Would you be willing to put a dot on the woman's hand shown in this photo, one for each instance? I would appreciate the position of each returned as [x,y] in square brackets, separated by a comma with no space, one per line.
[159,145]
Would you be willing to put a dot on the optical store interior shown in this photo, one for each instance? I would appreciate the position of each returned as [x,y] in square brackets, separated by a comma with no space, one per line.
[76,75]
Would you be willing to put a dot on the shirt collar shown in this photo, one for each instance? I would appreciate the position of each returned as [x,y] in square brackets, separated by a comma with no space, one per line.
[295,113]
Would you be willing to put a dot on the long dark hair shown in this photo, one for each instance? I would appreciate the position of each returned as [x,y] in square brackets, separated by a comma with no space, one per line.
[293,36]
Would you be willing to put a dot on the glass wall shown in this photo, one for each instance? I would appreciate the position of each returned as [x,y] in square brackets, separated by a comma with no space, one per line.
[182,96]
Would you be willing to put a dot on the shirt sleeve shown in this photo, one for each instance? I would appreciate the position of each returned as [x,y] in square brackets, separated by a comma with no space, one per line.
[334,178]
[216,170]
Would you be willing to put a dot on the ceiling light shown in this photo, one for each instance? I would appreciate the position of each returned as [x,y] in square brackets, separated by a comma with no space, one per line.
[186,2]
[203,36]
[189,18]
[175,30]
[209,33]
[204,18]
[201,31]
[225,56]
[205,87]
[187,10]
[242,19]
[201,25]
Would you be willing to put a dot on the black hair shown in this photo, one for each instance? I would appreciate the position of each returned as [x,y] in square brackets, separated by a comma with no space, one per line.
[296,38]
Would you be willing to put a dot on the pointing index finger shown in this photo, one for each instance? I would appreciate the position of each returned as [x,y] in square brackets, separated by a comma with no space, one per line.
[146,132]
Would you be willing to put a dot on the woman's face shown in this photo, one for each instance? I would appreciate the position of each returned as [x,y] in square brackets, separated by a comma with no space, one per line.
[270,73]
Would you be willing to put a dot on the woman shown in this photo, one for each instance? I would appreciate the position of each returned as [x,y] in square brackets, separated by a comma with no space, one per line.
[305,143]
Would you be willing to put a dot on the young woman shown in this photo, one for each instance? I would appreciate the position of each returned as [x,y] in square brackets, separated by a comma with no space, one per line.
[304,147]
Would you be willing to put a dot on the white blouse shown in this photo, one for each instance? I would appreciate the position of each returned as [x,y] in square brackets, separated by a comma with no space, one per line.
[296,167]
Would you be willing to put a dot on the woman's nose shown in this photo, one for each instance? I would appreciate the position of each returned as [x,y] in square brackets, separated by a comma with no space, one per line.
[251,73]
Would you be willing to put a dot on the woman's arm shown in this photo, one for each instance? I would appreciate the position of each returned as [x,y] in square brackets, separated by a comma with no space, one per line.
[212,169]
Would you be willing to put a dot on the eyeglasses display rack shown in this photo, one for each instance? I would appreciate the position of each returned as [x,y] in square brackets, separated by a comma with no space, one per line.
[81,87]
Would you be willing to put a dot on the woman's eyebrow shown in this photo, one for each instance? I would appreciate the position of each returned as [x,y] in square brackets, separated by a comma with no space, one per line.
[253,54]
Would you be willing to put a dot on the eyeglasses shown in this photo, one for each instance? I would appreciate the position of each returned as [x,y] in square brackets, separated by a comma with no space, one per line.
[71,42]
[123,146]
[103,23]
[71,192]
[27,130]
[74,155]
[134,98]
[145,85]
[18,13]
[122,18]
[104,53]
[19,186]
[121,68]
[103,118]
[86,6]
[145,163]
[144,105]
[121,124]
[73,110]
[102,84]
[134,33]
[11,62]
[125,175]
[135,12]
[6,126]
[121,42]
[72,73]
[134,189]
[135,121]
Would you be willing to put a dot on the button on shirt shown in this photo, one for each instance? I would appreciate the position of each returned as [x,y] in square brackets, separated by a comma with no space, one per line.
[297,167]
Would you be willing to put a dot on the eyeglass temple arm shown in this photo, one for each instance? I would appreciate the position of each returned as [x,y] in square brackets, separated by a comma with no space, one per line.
************
__Exercise prompt__:
Each entry above needs to be retyped exactly as it appears.

__Your response__:
Would you be willing to put a dot on the woman's hand shown in this photo, one for each instance? I would appreciate the position of each returned as [x,y] in square brackets, separated by a comma with no space, one per line.
[159,145]
Would you be willing to put a dot on the optical store interior shown in this photo, one for each instance? I would appreciate the position of each returned as [x,y] in square brackets, separated by a comma with no space, one per line.
[76,75]
Would you be willing to put a dot on the shirt collar shown in this photo, one for each instance? I would appreciate the position of each returned as [x,y] in square brackets, separated by a comma with no space, one per line.
[295,113]
Would you be willing to put a dot on the long dark hair shown in this photo, one for each instance? I would appreciate the position of each returned as [x,y] in square brackets, separated by a comma with no space, one per line.
[293,36]
Would you be willing to put a dot on the glass wall shown in this photo, one for each instance? I would appreciate the position of each returned as [x,y] in square brackets, separated by a comma with no space, one per line.
[182,96]
Would you be willing to put a dot on the shirt sleeve shown in this photo, one for each instance? I would appreciate the position of each returned as [x,y] in square brackets, separated by a comma with no space, one per line.
[334,178]
[216,170]
Would you be willing to put a dot on the ceiling light shown in this photo, one for each instance? I would appreciate the position of each returned as [x,y] in square brackets, separated by a comma with no space, one per line.
[186,2]
[203,36]
[189,18]
[175,30]
[209,33]
[204,18]
[201,31]
[225,56]
[205,87]
[187,10]
[242,19]
[201,25]
Would you be willing to put a dot on the black hair shown in this photo, one for each instance? I would appreciate the position of each returned as [x,y] in square brackets, separated by a comma with no space, one per line.
[296,38]
Would you be willing to put a dot on the pointing index finger shown in this photo, one for each instance? I would appreciate the position of each returned as [x,y] in square brackets, separated by a comma with no space, one per line.
[146,132]
Would you be willing to put a dot on the woman's face shown in this photo, one for each instance? I would appreciate the position of each returned as [x,y] in square brackets, separated by a comma with no space, one per line.
[270,73]
Would you be willing to put a dot on the woman shown in this photo, one for each instance? I would appreciate the position of each returned as [x,y] in square brackets, separated by a comma with no space, one per line.
[305,143]
Would you be willing to put a dot on the young woman shown in this photo, one for each instance? I would appreciate the position of each returned as [x,y] in square brackets, separated by a comma with no space, one per line.
[304,147]
Would you be willing to put a dot on the white blouse shown in this photo, one for each instance? I would appreciate the position of each returned as [x,y] in square brackets, separated by a comma with no space, one per line.
[296,167]
Would you be willing to put a dot on the woman's nose shown in this photo, one for each instance? I would appreciate the position of each returned as [x,y] in square brackets, separated by a comma with no space, one per line.
[251,73]
Would you be willing to put a dot on the woman's arm shown in this photo, one for each instance? I would appreciate the position of each returned as [x,y] in square brackets, separated by a comma with no space, one per line.
[212,169]
Would you be willing to put a dot on the eyeglasses display rack shown in this photo, one for each instance? I would appreciate the position of each returned as [x,y] in square brackets, separated by a comma with no space, one per line.
[81,87]
Would you be willing to put a dot on the woman's eyebrow shown in this photo, one for each instance? I would appreciate the position of each returned as [x,y] in square brackets, separated by a comma with no space, one per line.
[253,54]
Would you be willing to put a dot on the eyeglasses shown in this photo, one for each instance? I would appreciate the position of each returned as [x,y] in square brackets, separated by a comma with no space, one per line.
[71,42]
[123,146]
[103,23]
[71,192]
[27,130]
[74,155]
[134,98]
[145,85]
[18,13]
[122,18]
[104,53]
[19,186]
[121,68]
[103,118]
[86,6]
[145,163]
[144,105]
[121,124]
[73,110]
[102,84]
[134,33]
[11,62]
[125,175]
[135,12]
[6,126]
[121,42]
[72,73]
[134,189]
[135,121]
Would you be willing to put a dot on the button on shirt shown in this photo, one for each instance? I would appreciate the position of each returned as [x,y] in square brackets, separated by a comma with no space, one per line.
[297,167]
Would you be willing to put a dot on the eyeglass temple arm shown in this photo, one for each instance? I would appreciate the position of each returned as [x,y] in square brackets, separated by a comma with no space, one per line.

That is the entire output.